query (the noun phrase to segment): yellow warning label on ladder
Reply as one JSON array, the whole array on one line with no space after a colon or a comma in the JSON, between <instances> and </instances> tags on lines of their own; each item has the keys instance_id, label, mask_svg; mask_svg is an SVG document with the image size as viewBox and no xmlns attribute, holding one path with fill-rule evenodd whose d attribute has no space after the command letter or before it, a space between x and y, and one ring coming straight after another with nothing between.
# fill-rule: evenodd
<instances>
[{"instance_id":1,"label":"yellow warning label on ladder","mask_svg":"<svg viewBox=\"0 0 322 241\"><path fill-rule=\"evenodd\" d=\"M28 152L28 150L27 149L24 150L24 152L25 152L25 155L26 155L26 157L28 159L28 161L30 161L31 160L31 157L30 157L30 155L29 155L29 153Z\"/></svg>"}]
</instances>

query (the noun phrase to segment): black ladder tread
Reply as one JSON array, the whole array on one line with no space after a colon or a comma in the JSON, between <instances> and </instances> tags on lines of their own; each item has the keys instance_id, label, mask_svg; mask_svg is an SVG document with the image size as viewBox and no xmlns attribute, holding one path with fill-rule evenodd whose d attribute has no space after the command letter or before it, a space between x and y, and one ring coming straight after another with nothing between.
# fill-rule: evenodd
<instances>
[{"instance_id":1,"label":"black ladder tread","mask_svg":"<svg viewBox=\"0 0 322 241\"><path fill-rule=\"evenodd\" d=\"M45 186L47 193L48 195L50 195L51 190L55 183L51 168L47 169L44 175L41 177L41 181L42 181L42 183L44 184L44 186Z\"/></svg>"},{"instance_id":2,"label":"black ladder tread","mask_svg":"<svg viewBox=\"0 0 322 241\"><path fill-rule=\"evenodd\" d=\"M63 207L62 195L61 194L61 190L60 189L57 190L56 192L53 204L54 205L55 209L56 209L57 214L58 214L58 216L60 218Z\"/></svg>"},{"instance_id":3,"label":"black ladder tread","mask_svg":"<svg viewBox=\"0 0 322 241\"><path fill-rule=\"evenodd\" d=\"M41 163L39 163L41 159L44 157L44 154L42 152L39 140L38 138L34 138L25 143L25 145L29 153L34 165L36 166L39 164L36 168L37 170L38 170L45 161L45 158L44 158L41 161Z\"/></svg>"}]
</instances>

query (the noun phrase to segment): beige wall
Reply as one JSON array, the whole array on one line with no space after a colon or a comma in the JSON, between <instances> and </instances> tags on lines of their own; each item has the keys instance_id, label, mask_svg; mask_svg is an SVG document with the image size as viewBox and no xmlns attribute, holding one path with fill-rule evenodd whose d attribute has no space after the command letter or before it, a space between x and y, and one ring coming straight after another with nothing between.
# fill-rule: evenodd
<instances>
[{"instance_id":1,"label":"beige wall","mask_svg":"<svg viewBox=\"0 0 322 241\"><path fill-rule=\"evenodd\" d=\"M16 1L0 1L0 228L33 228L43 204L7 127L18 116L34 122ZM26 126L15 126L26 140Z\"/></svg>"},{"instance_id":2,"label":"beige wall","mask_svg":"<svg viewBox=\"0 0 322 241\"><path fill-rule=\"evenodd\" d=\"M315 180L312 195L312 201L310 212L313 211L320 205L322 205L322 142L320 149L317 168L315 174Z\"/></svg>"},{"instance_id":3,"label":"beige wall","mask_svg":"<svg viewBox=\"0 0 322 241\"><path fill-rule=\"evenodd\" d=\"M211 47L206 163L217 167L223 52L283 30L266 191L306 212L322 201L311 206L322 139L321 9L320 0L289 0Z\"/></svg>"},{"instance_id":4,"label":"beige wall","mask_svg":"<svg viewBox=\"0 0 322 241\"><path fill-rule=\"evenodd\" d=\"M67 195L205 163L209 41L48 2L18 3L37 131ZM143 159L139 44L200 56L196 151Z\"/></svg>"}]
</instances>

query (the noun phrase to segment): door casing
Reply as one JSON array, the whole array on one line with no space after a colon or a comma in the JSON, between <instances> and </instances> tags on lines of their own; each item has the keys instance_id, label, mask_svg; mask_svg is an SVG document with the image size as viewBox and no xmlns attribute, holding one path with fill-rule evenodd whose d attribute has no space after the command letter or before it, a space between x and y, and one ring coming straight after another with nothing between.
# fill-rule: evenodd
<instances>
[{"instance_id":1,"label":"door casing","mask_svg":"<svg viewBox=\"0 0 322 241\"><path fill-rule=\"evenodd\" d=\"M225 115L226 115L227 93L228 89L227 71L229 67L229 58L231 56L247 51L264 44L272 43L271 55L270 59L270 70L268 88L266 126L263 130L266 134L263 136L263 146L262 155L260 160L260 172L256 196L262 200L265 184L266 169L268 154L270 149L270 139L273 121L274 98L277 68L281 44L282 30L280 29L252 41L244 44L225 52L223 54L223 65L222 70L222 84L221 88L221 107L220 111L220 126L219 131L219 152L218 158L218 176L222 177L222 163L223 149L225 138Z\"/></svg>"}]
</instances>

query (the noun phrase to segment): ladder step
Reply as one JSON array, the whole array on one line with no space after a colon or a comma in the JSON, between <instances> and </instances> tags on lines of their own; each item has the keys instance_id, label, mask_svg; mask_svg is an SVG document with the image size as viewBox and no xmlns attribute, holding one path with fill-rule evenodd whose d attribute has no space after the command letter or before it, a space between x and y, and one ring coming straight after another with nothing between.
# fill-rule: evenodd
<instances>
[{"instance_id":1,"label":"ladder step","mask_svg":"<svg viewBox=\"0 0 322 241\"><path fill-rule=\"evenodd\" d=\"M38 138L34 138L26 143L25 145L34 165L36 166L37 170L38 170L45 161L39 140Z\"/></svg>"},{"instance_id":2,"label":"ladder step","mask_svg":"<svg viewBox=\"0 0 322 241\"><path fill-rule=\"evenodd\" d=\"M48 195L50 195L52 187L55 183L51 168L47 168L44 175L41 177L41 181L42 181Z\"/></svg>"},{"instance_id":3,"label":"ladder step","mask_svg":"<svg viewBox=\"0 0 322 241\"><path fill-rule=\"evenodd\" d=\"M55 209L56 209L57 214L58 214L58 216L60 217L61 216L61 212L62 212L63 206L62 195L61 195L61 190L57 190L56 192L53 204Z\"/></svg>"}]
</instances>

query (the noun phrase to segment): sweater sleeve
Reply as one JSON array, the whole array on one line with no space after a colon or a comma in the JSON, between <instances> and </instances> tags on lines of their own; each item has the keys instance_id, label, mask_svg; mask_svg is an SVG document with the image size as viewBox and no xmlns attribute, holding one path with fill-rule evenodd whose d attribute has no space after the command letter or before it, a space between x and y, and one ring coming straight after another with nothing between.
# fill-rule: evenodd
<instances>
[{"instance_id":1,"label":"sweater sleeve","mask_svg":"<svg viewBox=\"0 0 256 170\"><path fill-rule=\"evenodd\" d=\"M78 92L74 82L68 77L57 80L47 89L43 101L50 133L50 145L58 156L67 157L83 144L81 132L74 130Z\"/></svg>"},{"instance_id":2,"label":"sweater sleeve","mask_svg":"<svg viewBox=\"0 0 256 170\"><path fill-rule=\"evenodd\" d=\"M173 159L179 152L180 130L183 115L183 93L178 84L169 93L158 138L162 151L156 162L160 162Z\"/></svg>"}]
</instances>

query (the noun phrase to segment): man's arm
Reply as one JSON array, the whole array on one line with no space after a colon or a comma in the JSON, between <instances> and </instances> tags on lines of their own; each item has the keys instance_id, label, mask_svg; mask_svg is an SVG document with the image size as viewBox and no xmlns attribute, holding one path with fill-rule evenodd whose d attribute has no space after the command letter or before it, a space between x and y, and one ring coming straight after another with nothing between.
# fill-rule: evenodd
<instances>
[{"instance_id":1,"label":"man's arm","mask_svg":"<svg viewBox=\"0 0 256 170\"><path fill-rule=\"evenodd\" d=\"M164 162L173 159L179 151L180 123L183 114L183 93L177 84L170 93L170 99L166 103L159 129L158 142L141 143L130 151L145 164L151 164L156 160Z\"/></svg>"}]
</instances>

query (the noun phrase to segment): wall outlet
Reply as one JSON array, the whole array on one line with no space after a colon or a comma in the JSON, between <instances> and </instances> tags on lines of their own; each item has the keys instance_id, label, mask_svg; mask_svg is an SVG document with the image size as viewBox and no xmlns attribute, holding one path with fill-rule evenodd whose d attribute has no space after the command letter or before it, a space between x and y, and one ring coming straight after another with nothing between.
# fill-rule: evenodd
━━━━━━━━
● REQUIRED WORK: Locate every line in the material above that contains the word "yellow" and copy each of those lines in full.

● THE RESULT:
query (the noun phrase to segment): yellow warning label on ladder
[{"instance_id":1,"label":"yellow warning label on ladder","mask_svg":"<svg viewBox=\"0 0 322 241\"><path fill-rule=\"evenodd\" d=\"M28 152L28 150L27 149L24 150L24 152L25 152L25 155L26 155L26 157L28 159L28 161L30 161L31 160L31 157L30 157L30 155L29 155L29 153Z\"/></svg>"}]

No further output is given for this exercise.